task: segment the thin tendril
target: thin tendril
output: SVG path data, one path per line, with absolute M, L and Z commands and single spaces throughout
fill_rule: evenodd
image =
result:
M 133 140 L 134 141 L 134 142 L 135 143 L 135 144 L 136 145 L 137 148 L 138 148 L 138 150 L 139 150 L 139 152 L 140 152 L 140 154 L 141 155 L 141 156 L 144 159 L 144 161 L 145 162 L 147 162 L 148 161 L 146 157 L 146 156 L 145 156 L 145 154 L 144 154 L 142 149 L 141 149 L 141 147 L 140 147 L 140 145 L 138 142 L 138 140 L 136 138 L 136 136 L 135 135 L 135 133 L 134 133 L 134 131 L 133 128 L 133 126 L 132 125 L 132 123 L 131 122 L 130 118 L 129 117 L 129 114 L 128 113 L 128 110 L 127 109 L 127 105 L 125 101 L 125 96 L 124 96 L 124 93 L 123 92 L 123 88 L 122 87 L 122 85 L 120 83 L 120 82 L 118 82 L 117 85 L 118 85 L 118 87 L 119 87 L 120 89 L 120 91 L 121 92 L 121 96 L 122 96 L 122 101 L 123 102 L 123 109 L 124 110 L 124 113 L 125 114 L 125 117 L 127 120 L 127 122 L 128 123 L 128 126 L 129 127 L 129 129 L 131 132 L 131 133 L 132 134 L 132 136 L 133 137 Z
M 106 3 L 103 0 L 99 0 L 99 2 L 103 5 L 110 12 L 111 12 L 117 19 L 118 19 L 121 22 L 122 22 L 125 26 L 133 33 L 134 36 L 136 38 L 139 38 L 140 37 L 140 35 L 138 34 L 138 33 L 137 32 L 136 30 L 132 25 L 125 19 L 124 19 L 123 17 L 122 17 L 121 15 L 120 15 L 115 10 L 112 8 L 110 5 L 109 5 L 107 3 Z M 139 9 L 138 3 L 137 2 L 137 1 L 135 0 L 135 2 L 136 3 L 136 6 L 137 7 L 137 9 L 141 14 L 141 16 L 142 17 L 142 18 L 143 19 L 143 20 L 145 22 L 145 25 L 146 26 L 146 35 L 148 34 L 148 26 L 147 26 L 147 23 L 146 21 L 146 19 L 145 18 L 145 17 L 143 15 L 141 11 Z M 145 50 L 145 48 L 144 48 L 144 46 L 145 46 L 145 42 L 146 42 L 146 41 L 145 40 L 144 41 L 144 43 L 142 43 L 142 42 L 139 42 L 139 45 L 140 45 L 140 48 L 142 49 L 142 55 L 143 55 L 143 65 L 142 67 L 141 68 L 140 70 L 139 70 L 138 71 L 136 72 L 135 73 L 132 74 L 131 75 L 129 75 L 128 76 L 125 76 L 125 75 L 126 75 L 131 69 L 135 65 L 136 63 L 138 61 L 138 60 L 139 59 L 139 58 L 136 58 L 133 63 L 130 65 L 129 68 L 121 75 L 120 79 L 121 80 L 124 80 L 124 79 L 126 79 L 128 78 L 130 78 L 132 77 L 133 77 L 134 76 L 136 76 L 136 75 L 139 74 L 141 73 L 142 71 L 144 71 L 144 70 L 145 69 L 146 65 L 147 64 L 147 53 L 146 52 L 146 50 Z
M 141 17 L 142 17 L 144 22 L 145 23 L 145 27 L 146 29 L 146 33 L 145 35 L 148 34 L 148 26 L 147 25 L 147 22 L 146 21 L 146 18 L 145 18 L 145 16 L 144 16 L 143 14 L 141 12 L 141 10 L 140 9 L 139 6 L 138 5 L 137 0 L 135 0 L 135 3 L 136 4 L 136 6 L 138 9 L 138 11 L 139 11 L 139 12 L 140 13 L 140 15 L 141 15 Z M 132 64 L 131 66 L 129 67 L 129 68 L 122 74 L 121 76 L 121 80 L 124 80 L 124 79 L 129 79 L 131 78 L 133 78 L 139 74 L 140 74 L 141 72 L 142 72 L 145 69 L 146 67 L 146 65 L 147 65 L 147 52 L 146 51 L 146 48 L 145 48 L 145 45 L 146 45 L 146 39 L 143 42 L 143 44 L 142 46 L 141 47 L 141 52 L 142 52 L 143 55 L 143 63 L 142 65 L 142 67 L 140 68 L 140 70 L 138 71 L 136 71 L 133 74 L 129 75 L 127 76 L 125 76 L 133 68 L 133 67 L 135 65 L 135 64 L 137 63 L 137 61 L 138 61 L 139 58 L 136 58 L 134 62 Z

- The problem -
Please pick out every line in the rows above that contains the string "tendril", and copy each one. Case counts.

- Output for this exercise -
task: segment the thin tendril
target: thin tendril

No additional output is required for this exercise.